| PROBLEM REQUIREMENTS |
Pull every line holding the string "image" from the records below.

[[ DATASET EXTRACT open ]]

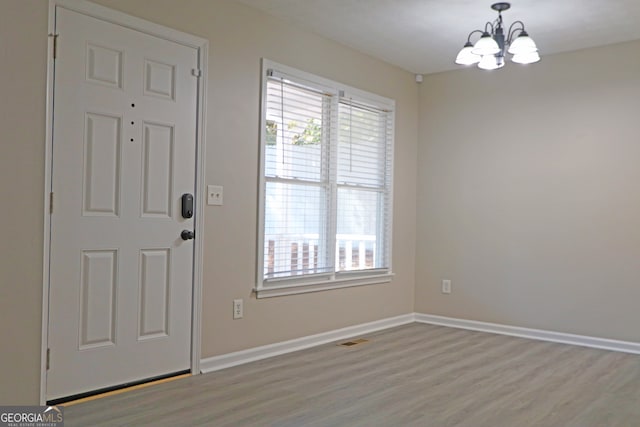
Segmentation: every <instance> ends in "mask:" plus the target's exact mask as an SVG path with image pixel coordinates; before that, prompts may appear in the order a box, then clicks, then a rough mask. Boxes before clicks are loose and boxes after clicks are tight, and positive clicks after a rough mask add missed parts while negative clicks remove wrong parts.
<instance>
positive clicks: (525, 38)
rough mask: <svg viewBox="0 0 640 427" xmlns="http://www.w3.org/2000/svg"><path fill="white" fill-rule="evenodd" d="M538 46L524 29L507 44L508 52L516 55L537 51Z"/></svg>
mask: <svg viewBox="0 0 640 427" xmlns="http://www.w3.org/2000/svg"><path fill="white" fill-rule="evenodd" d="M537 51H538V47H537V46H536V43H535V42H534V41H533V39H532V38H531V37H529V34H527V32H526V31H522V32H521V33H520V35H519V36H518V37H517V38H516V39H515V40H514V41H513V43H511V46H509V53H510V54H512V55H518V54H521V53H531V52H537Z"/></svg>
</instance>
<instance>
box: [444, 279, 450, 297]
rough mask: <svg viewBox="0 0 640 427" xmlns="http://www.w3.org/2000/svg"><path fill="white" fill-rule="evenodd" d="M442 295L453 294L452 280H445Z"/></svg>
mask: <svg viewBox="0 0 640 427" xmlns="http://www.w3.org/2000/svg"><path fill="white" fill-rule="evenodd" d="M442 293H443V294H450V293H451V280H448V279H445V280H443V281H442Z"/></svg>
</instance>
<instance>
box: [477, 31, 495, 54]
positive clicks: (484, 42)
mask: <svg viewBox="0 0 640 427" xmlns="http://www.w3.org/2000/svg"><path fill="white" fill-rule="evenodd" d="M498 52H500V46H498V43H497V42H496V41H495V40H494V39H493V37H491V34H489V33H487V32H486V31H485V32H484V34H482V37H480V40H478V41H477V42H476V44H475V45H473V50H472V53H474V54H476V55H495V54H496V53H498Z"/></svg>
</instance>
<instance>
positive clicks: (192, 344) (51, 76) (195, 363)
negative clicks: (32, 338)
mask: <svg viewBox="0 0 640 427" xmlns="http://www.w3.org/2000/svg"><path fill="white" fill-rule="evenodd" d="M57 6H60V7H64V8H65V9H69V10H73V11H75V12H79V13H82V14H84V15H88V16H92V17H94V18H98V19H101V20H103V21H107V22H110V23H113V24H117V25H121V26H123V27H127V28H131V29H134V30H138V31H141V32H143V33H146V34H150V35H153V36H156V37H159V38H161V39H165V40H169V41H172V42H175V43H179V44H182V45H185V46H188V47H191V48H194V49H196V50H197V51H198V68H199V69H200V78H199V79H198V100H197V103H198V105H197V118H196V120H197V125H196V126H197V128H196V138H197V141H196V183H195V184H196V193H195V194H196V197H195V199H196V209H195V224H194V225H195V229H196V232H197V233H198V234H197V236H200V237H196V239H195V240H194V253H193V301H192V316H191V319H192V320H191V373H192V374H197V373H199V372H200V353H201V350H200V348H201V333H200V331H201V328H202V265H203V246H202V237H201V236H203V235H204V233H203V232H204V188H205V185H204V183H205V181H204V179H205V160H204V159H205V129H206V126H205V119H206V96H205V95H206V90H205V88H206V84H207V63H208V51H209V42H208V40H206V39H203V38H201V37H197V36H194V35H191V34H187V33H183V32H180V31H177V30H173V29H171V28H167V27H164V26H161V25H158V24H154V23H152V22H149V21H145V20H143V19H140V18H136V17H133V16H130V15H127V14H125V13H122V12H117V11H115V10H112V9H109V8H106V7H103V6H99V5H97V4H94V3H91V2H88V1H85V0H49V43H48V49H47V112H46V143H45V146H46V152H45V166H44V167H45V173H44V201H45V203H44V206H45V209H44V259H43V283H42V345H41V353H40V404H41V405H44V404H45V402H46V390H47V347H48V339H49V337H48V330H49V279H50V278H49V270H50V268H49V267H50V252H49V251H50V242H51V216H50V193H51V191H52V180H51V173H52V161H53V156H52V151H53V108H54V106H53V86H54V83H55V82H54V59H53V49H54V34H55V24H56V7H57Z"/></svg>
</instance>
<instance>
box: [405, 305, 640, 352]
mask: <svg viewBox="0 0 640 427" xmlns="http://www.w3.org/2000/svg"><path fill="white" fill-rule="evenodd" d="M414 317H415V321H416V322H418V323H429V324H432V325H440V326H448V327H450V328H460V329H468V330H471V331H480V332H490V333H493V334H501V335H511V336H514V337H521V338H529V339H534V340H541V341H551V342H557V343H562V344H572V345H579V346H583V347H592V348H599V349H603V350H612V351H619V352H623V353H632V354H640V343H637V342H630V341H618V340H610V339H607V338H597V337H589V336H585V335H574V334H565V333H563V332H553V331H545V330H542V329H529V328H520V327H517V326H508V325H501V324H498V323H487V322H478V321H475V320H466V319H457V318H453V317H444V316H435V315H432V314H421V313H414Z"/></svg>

[[ DATASET EXTRACT closed ]]
[[ DATASET EXTRACT open ]]

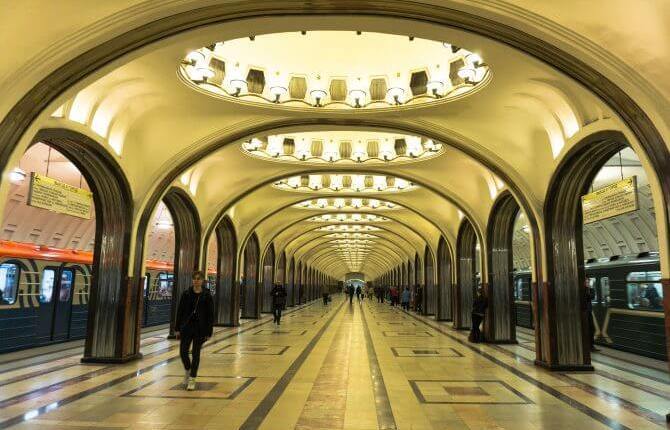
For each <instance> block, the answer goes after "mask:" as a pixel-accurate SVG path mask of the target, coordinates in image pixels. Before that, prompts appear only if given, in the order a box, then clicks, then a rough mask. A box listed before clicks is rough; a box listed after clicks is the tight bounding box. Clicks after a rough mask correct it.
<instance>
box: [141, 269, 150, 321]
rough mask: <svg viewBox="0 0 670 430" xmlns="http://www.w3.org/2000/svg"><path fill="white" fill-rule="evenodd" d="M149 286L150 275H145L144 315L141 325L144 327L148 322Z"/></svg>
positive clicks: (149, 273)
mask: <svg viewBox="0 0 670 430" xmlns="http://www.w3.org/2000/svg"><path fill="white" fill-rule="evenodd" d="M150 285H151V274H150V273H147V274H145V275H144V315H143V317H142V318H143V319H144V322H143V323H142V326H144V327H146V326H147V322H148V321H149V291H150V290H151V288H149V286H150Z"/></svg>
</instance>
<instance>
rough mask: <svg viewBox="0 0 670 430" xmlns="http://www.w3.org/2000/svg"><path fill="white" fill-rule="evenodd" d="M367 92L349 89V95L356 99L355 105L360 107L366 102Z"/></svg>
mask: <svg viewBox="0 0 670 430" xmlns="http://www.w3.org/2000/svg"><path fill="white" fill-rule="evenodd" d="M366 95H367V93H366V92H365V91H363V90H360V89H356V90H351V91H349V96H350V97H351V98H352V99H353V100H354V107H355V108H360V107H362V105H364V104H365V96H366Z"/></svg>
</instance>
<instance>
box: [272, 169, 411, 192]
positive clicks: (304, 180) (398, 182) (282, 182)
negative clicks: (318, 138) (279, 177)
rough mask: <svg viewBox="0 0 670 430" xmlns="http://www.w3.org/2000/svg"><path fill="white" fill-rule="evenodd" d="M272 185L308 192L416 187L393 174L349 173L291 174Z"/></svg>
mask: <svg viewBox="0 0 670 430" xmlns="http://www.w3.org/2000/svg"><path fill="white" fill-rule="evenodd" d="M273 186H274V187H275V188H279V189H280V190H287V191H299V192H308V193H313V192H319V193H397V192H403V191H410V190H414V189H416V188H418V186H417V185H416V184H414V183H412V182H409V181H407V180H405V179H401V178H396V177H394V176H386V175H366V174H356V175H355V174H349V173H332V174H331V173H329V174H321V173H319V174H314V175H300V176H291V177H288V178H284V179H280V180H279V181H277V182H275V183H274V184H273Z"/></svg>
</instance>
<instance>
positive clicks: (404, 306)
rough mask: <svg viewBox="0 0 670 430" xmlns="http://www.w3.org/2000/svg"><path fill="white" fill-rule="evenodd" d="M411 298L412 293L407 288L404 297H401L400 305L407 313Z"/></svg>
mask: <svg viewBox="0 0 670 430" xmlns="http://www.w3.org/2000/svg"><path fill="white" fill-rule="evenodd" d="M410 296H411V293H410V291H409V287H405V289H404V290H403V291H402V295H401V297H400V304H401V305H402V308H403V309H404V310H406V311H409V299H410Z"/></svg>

[[ DATASET EXTRACT closed ]]

| EXERCISE RESULT |
Segmentation: every <instance> ends in "mask:" plus the target's exact mask as an SVG path with image pixel coordinates; before that, prompts may appear in the order a box, then clicks, then a rough mask. Boxes before clicks are loose and boxes after clicks are tight, and positive clicks after a rough mask add missed parts while negative clicks remove wrong parts.
For each <instance> block, the answer goes after "mask:" as a pixel-accurate SVG path mask of the target, coordinates in image pixels. Before that, prompts appear only if given, in the order a box, then clicks, then a rough mask. A box listed before clicks is rough; a box listed after clicks is the tight bounding box. Clicks after a rough mask correct it.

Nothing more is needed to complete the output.